*What needs to be done*
Give back the entire listing verbatim.

*Data to process*
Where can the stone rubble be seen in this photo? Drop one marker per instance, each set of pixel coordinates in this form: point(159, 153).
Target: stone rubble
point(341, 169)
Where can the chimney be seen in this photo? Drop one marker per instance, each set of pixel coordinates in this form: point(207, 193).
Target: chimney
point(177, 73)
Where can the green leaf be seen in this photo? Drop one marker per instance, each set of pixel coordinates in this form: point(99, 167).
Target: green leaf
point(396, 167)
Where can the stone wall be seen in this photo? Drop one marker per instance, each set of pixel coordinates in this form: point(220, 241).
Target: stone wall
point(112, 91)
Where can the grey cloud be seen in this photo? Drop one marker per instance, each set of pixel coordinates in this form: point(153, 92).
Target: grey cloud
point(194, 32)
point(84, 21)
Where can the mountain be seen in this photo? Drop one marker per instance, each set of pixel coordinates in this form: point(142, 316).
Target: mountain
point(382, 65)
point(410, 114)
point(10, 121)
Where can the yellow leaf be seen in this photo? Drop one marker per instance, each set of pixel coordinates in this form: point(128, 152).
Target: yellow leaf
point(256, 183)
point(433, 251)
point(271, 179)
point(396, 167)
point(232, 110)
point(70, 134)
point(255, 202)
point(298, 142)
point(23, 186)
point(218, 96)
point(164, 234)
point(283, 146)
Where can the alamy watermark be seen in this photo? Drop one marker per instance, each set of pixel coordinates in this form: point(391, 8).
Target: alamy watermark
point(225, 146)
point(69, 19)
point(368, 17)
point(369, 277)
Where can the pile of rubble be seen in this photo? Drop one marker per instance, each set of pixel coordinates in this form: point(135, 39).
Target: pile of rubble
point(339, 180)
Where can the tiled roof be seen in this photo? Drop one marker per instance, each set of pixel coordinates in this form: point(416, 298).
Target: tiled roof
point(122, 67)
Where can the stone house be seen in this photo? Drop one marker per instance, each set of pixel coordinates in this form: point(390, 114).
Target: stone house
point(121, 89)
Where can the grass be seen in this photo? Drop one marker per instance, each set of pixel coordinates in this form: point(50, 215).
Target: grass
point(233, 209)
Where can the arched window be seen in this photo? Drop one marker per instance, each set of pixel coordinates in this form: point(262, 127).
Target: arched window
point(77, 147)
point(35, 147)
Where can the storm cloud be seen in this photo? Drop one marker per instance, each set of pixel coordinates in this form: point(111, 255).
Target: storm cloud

*Solution below*
Where can the stone rubble be seen in this photo? Drop one marker per instance, each set of pixel coordinates in this form: point(159, 153).
Target: stone rubble
point(341, 169)
Where can the chimney be seen in this photo? Drop one marker per instance, each set of pixel coordinates in this form: point(207, 193).
Target: chimney
point(177, 73)
Where can the green leaf be seen in this photo? Drop one marker per instance, each set of pixel coordinates in this form: point(99, 167).
Target: green leaf
point(396, 167)
Where can the stone wall be seen in this photo? Drop one marker per instance, each set of pixel coordinates in this form: point(220, 241).
Target: stone wall
point(112, 91)
Where can the grey cloud be seen in this photo? Drop one marker per instance, each set of pixel coordinates in this form: point(153, 92).
Target: grey cloud
point(194, 32)
point(84, 21)
Where can the mountain be seen in this photo? Drop one marker per instance, each set of pixel coordinates in this form: point(142, 316).
Target: mountain
point(382, 65)
point(410, 114)
point(10, 121)
Where can the yellow leaf be seen in this photo? Drop one marker per instance, each set of pixel coordinates in this form: point(128, 152).
Target: yellow leaf
point(256, 183)
point(433, 251)
point(271, 179)
point(396, 167)
point(232, 110)
point(70, 134)
point(255, 202)
point(298, 142)
point(23, 186)
point(218, 96)
point(164, 234)
point(283, 146)
Where can the alamy watermark be seen in this photo? Drop one marker per instance, each set of pixel coordinates in this form: point(391, 8).
Target: alamy watermark
point(225, 146)
point(69, 19)
point(368, 17)
point(369, 277)
Where can the pile of rubble be seen in this photo? Drop one marker per instance, each set of pixel coordinates in this form: point(135, 39).
Target: pile of rubble
point(339, 180)
Where can the tiled roof be seen in this photo? Drop one marker per instance, each set of pixel coordinates in this form: point(416, 298).
Target: tiled roof
point(122, 67)
Where can the stone house be seen in this photo? Drop one marker per instance, each set of pixel coordinates in this form: point(390, 114).
Target: stone house
point(121, 89)
Where can the grass be seen in this photo? Drop one marker per instance, each set of pixel coordinates in this form: point(50, 215).
Target: grass
point(233, 209)
Where can the arched window be seen in this photo? Drop one marker per instance, each set of pixel coordinates in this form: point(262, 127).
Target: arched window
point(77, 147)
point(35, 147)
Where can the storm cloud be seen in this photo? Drop one marker per instance, each set of pixel coordinates in this form: point(111, 255).
Target: storm cloud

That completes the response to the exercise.